# Interest group forums > Electrical Contracting Industry Forum > Electrical Load Shedding Forum >  The SA electrical power shortage - who is to blame?

## Dave A

I thought in the interests of trying to bring some balance to the views generally expressed on this site so far, I'd share the views of Lennox Mabaso.



> *'Apartheid planning resulted in blackouts'*
> There is no way water will not be bloodied if a crocodile has been feeding on the calf of the hippopotamus. In the same way the present debate about the electricity challenge facing our country is a classic representation of everything that is wrong with our national discourse.
> 
> Granted, the fact that the country has had to endure intermittent rolling blackouts is a matter of major concern not only for our day-to-day existence, but for the very economic well-being of our country. So serious is this challenge that even our government, through President Thabo Mbeki, has had to apologise to the nation and summoned Eskom executives to find solutions to these potentially crippling power outages.
> 
> As a country that is still picking up pieces from the debris of apartheid rule, South Africa can ill-afford to experience these power outages as they can have a devastating impact on the economic growth of the country.
> 
> That said, however, it is important to put this debate into context and avoid the zero sum game approach which characterises debates in South Africa.
> 
> ...

----------


## Chatmaster

Lol, just another deny accountability and blame apartheid so hopefully my brothers will believe me response. 

I still need a response on this issue that will satisfy me. That is perhaps because I look at the facts presented and see corruption as the reason for this. If one of them can explain the coal shortage, large bonuses paid to the Eskom bosses, the more than 50% cut in personnel, why they didn't react to a 9 year warning and finally why no one has been fired yet will I have an understanding. Now Alec Irwin is stating that the electricity demand grew more than expected and not the economy, hoping that we are dumb enough to believe that this happened so quickly that they were the victims of their own success...

**SHORT PROBLEM**. Please repeat word for word the part of the power shortage thread starting at "# Interest group" and ending at "of Lennox Mabaso.". Rely only on the power shortage thread.

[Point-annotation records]
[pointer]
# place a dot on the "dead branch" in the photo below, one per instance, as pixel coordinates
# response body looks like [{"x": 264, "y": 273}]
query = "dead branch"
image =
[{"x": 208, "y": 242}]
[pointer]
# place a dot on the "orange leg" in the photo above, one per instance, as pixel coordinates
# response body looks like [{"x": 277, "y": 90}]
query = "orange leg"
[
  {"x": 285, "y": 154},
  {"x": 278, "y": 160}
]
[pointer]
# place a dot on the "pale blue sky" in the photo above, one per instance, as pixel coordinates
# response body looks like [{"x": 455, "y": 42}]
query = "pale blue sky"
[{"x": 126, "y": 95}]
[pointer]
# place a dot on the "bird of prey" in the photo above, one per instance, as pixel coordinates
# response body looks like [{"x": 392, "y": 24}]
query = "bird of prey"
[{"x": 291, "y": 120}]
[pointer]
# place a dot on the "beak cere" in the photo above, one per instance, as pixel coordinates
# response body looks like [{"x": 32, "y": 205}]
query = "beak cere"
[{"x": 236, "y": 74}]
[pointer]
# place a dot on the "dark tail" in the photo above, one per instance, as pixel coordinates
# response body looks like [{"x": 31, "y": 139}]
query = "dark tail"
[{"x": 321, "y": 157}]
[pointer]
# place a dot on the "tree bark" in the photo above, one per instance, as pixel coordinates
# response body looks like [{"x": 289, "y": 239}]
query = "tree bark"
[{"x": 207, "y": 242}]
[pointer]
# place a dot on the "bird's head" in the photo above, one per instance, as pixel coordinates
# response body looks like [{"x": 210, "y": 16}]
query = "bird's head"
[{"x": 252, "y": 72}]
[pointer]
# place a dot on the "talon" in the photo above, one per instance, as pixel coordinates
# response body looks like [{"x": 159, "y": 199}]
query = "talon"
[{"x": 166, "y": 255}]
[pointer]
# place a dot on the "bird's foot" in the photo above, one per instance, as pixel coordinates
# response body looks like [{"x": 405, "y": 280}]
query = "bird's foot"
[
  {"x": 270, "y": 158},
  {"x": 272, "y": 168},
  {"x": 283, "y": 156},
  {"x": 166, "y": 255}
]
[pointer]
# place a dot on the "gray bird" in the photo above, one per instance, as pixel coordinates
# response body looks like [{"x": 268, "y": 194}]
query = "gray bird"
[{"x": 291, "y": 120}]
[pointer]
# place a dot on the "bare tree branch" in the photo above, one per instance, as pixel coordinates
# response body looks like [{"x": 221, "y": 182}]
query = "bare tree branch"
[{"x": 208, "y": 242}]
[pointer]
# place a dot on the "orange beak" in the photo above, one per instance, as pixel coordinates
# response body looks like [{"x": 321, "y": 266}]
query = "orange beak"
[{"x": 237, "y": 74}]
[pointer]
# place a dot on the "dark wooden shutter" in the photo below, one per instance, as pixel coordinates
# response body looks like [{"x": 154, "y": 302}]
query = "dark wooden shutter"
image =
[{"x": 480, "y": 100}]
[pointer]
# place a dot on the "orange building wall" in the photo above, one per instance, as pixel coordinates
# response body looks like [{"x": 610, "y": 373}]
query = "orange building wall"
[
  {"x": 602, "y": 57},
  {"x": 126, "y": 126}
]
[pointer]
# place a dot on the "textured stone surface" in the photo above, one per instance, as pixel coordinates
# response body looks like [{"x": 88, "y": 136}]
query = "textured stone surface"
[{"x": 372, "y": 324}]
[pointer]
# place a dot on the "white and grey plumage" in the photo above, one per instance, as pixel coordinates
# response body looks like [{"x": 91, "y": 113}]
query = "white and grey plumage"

**FINAL ANSWER**.
# Interest group forums > Electrical Contracting Industry Forum > Electrical Load Shedding Forum >  The SA electrical power shortage - who is to blame?

## Dave A

I thought in the interests of trying to bring some balance to the views generally expressed on this site so far, I'd share the views of Lennox Mabaso.